▶ [Set exercise]: Find every line in the material below that contains the word "canvas", and copy each of those lines in full. Matching is case-sensitive.

▶ [Exercise material]:
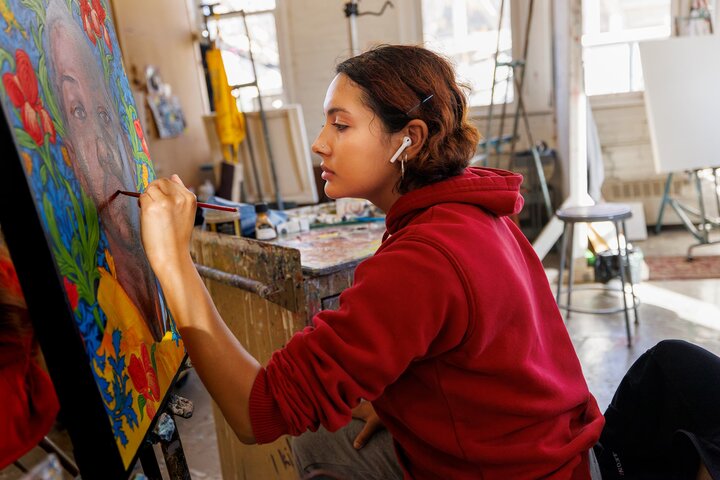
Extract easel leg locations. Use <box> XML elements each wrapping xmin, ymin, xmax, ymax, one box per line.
<box><xmin>655</xmin><ymin>173</ymin><xmax>672</xmax><ymax>234</ymax></box>
<box><xmin>140</xmin><ymin>442</ymin><xmax>162</xmax><ymax>480</ymax></box>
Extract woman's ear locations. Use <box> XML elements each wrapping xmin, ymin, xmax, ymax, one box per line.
<box><xmin>405</xmin><ymin>118</ymin><xmax>428</xmax><ymax>158</ymax></box>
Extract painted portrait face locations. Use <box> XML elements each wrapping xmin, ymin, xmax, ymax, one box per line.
<box><xmin>49</xmin><ymin>22</ymin><xmax>139</xmax><ymax>248</ymax></box>
<box><xmin>47</xmin><ymin>10</ymin><xmax>164</xmax><ymax>341</ymax></box>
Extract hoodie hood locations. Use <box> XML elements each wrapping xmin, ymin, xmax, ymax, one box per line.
<box><xmin>385</xmin><ymin>167</ymin><xmax>524</xmax><ymax>234</ymax></box>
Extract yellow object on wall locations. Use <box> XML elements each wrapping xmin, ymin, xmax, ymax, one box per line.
<box><xmin>206</xmin><ymin>48</ymin><xmax>245</xmax><ymax>163</ymax></box>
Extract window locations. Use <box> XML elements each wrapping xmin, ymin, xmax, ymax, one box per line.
<box><xmin>582</xmin><ymin>0</ymin><xmax>672</xmax><ymax>95</ymax></box>
<box><xmin>422</xmin><ymin>0</ymin><xmax>513</xmax><ymax>106</ymax></box>
<box><xmin>202</xmin><ymin>0</ymin><xmax>283</xmax><ymax>111</ymax></box>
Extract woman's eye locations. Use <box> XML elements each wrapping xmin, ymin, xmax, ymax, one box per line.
<box><xmin>70</xmin><ymin>103</ymin><xmax>87</xmax><ymax>120</ymax></box>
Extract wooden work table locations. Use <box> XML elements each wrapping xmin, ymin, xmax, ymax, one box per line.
<box><xmin>192</xmin><ymin>222</ymin><xmax>385</xmax><ymax>480</ymax></box>
<box><xmin>273</xmin><ymin>222</ymin><xmax>385</xmax><ymax>323</ymax></box>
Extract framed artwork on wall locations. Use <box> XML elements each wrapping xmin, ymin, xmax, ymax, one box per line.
<box><xmin>0</xmin><ymin>0</ymin><xmax>185</xmax><ymax>478</ymax></box>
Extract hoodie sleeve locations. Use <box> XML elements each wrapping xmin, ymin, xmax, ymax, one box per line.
<box><xmin>250</xmin><ymin>237</ymin><xmax>469</xmax><ymax>443</ymax></box>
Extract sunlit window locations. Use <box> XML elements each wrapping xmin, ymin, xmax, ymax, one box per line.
<box><xmin>207</xmin><ymin>0</ymin><xmax>283</xmax><ymax>111</ymax></box>
<box><xmin>422</xmin><ymin>0</ymin><xmax>513</xmax><ymax>105</ymax></box>
<box><xmin>582</xmin><ymin>0</ymin><xmax>672</xmax><ymax>95</ymax></box>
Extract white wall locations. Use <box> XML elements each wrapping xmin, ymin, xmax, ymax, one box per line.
<box><xmin>278</xmin><ymin>0</ymin><xmax>556</xmax><ymax>163</ymax></box>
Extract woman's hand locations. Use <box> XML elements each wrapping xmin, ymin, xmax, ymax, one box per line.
<box><xmin>139</xmin><ymin>175</ymin><xmax>197</xmax><ymax>283</ymax></box>
<box><xmin>352</xmin><ymin>400</ymin><xmax>385</xmax><ymax>450</ymax></box>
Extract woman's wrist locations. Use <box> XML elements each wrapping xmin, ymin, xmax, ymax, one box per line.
<box><xmin>152</xmin><ymin>252</ymin><xmax>195</xmax><ymax>285</ymax></box>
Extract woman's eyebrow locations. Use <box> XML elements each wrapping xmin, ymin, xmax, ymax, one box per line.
<box><xmin>326</xmin><ymin>107</ymin><xmax>350</xmax><ymax>115</ymax></box>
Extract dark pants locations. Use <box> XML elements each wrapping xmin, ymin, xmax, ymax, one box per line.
<box><xmin>595</xmin><ymin>340</ymin><xmax>720</xmax><ymax>480</ymax></box>
<box><xmin>293</xmin><ymin>340</ymin><xmax>720</xmax><ymax>480</ymax></box>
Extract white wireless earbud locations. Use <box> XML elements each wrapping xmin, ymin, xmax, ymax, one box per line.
<box><xmin>390</xmin><ymin>137</ymin><xmax>412</xmax><ymax>163</ymax></box>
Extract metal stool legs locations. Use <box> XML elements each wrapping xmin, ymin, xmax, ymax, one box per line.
<box><xmin>556</xmin><ymin>220</ymin><xmax>639</xmax><ymax>347</ymax></box>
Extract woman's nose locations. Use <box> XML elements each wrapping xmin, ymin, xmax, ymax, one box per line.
<box><xmin>312</xmin><ymin>135</ymin><xmax>328</xmax><ymax>156</ymax></box>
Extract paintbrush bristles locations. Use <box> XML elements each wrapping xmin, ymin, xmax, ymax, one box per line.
<box><xmin>109</xmin><ymin>190</ymin><xmax>237</xmax><ymax>212</ymax></box>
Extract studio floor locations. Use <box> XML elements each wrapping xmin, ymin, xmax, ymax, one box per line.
<box><xmin>5</xmin><ymin>229</ymin><xmax>720</xmax><ymax>480</ymax></box>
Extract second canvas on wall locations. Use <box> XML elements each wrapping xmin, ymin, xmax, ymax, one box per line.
<box><xmin>0</xmin><ymin>0</ymin><xmax>185</xmax><ymax>478</ymax></box>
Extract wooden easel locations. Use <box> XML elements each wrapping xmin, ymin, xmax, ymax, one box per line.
<box><xmin>138</xmin><ymin>394</ymin><xmax>193</xmax><ymax>480</ymax></box>
<box><xmin>655</xmin><ymin>167</ymin><xmax>720</xmax><ymax>260</ymax></box>
<box><xmin>655</xmin><ymin>0</ymin><xmax>720</xmax><ymax>260</ymax></box>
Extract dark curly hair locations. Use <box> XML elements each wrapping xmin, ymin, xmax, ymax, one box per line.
<box><xmin>336</xmin><ymin>45</ymin><xmax>480</xmax><ymax>194</ymax></box>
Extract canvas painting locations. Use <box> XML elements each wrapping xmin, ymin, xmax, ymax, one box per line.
<box><xmin>0</xmin><ymin>0</ymin><xmax>185</xmax><ymax>470</ymax></box>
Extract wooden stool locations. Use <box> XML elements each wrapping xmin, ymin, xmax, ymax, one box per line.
<box><xmin>556</xmin><ymin>203</ymin><xmax>639</xmax><ymax>347</ymax></box>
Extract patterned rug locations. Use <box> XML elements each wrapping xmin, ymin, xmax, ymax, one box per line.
<box><xmin>645</xmin><ymin>255</ymin><xmax>720</xmax><ymax>280</ymax></box>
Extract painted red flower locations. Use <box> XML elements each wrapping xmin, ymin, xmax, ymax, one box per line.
<box><xmin>3</xmin><ymin>50</ymin><xmax>55</xmax><ymax>145</ymax></box>
<box><xmin>63</xmin><ymin>277</ymin><xmax>80</xmax><ymax>311</ymax></box>
<box><xmin>128</xmin><ymin>343</ymin><xmax>160</xmax><ymax>417</ymax></box>
<box><xmin>80</xmin><ymin>0</ymin><xmax>112</xmax><ymax>52</ymax></box>
<box><xmin>133</xmin><ymin>120</ymin><xmax>150</xmax><ymax>158</ymax></box>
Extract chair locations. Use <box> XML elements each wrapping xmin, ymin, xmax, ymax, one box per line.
<box><xmin>556</xmin><ymin>203</ymin><xmax>639</xmax><ymax>347</ymax></box>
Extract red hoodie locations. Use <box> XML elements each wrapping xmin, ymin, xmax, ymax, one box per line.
<box><xmin>250</xmin><ymin>168</ymin><xmax>604</xmax><ymax>480</ymax></box>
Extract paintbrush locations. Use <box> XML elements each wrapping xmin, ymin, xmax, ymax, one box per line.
<box><xmin>110</xmin><ymin>190</ymin><xmax>237</xmax><ymax>212</ymax></box>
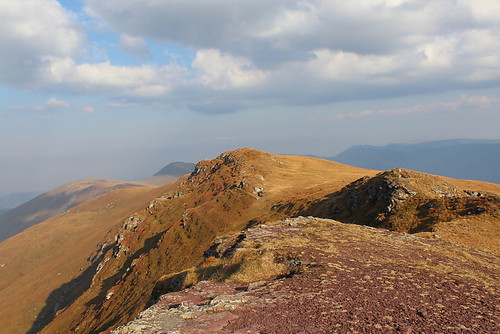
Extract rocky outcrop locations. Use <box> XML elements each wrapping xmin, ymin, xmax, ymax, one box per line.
<box><xmin>302</xmin><ymin>168</ymin><xmax>500</xmax><ymax>233</ymax></box>
<box><xmin>112</xmin><ymin>218</ymin><xmax>500</xmax><ymax>334</ymax></box>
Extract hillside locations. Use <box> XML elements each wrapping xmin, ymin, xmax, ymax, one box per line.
<box><xmin>143</xmin><ymin>161</ymin><xmax>194</xmax><ymax>186</ymax></box>
<box><xmin>326</xmin><ymin>139</ymin><xmax>500</xmax><ymax>183</ymax></box>
<box><xmin>112</xmin><ymin>217</ymin><xmax>500</xmax><ymax>334</ymax></box>
<box><xmin>37</xmin><ymin>149</ymin><xmax>375</xmax><ymax>333</ymax></box>
<box><xmin>0</xmin><ymin>192</ymin><xmax>40</xmax><ymax>214</ymax></box>
<box><xmin>0</xmin><ymin>179</ymin><xmax>144</xmax><ymax>241</ymax></box>
<box><xmin>0</xmin><ymin>149</ymin><xmax>500</xmax><ymax>334</ymax></box>
<box><xmin>0</xmin><ymin>187</ymin><xmax>172</xmax><ymax>334</ymax></box>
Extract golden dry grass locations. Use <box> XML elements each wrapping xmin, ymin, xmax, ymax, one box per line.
<box><xmin>0</xmin><ymin>183</ymin><xmax>172</xmax><ymax>334</ymax></box>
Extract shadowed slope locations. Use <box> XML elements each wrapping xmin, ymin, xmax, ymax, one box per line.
<box><xmin>0</xmin><ymin>179</ymin><xmax>148</xmax><ymax>241</ymax></box>
<box><xmin>0</xmin><ymin>187</ymin><xmax>172</xmax><ymax>334</ymax></box>
<box><xmin>112</xmin><ymin>217</ymin><xmax>500</xmax><ymax>334</ymax></box>
<box><xmin>4</xmin><ymin>149</ymin><xmax>500</xmax><ymax>334</ymax></box>
<box><xmin>42</xmin><ymin>149</ymin><xmax>375</xmax><ymax>333</ymax></box>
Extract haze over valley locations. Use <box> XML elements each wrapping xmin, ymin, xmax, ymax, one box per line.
<box><xmin>0</xmin><ymin>0</ymin><xmax>500</xmax><ymax>334</ymax></box>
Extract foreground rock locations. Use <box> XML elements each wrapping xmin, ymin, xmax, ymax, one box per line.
<box><xmin>112</xmin><ymin>218</ymin><xmax>500</xmax><ymax>334</ymax></box>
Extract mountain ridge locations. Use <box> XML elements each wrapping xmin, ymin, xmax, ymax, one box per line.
<box><xmin>316</xmin><ymin>139</ymin><xmax>500</xmax><ymax>184</ymax></box>
<box><xmin>0</xmin><ymin>149</ymin><xmax>500</xmax><ymax>333</ymax></box>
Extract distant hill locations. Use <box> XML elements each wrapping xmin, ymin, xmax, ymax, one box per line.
<box><xmin>0</xmin><ymin>192</ymin><xmax>40</xmax><ymax>214</ymax></box>
<box><xmin>0</xmin><ymin>149</ymin><xmax>500</xmax><ymax>334</ymax></box>
<box><xmin>143</xmin><ymin>161</ymin><xmax>194</xmax><ymax>186</ymax></box>
<box><xmin>0</xmin><ymin>179</ymin><xmax>144</xmax><ymax>241</ymax></box>
<box><xmin>154</xmin><ymin>161</ymin><xmax>194</xmax><ymax>176</ymax></box>
<box><xmin>325</xmin><ymin>139</ymin><xmax>500</xmax><ymax>183</ymax></box>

▶ [Answer]:
Extract second canvas on wall locations. Use <box> XML elements each wrapping xmin, ymin, xmax, ymax, one box per line.
Extract canvas painting locations. Use <box> XML elements each wrapping xmin, ymin, xmax, ymax, one box per line.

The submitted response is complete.